SHORT TASK: Can you copy, character for character, the stretch of the records below from the line containing "Locate every bumpy" through the line containing "703, 51, 1074, 447", with both of those lines included?

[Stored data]
* * * * *
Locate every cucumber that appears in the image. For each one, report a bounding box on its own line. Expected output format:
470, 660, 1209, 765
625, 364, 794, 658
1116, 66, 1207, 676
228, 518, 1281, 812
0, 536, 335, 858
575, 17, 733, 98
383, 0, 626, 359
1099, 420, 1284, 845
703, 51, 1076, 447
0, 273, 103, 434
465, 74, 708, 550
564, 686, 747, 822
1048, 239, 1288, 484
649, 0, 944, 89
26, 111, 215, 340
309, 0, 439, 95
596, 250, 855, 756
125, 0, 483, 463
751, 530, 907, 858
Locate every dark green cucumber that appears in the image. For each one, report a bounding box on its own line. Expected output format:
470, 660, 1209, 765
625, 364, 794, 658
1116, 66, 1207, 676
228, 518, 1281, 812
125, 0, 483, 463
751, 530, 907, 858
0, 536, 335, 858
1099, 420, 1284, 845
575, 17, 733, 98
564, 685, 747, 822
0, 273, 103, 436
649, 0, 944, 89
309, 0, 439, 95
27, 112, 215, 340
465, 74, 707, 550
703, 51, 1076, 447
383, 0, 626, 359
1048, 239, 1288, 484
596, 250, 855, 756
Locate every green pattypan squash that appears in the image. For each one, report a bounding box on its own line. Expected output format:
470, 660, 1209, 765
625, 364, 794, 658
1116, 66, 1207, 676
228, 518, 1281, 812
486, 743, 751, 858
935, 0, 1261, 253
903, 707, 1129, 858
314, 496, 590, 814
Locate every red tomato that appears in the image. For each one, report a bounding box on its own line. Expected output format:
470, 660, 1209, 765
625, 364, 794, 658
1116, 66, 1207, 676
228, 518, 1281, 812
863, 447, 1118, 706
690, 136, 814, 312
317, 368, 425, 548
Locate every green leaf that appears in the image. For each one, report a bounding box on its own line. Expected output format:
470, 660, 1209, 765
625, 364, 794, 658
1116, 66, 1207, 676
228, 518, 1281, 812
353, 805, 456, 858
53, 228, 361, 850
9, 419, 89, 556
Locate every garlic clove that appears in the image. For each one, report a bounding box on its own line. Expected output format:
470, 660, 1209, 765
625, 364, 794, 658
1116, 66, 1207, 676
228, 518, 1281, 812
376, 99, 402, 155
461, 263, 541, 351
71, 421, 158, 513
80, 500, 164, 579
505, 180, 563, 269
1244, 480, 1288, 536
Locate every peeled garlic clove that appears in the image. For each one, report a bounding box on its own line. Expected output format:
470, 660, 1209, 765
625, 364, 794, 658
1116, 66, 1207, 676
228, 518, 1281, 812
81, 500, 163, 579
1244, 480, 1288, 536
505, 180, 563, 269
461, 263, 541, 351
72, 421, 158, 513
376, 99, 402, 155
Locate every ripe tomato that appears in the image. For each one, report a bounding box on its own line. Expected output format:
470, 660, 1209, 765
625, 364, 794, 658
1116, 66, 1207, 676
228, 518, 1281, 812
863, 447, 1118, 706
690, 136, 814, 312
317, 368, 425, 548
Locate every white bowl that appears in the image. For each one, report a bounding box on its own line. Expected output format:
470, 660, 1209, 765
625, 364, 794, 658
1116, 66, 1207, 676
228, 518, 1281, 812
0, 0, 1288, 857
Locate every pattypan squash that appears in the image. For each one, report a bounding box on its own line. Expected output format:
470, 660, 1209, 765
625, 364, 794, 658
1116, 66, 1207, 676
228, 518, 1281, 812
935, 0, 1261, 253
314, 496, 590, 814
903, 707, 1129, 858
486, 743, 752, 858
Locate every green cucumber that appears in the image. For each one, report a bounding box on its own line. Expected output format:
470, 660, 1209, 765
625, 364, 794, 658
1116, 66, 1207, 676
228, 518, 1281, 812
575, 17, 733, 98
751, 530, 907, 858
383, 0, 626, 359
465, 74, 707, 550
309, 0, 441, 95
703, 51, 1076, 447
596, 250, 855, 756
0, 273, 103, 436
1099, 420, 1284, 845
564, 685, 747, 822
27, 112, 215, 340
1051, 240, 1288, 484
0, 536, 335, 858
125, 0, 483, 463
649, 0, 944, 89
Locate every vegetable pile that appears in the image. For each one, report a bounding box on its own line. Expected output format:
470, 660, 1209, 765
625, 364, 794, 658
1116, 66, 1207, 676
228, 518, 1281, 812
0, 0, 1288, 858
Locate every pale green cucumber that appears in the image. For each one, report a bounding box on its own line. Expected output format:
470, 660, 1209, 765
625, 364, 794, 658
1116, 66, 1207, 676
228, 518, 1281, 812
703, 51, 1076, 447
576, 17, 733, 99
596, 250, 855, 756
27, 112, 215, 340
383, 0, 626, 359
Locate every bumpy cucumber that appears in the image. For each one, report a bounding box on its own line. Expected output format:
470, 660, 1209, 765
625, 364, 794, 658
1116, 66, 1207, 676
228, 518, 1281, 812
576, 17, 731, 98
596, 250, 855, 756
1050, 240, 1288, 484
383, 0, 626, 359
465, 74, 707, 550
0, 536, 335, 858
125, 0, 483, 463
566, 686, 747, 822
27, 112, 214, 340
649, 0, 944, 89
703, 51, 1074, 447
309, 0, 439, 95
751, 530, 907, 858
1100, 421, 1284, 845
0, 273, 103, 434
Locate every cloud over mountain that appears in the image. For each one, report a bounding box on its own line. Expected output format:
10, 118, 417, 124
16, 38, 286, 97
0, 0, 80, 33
* * * * *
FINISHED TASK:
Locate every bumpy cucumber that appears in the image. For each one, report a bounding box on its own line. Expected output format:
470, 660, 1209, 765
625, 364, 794, 658
1116, 66, 1207, 676
228, 518, 1281, 812
576, 17, 731, 98
596, 250, 855, 756
1050, 240, 1288, 484
383, 0, 626, 359
465, 74, 707, 550
0, 536, 335, 858
125, 0, 483, 463
566, 686, 747, 822
27, 112, 214, 340
649, 0, 944, 89
703, 51, 1074, 447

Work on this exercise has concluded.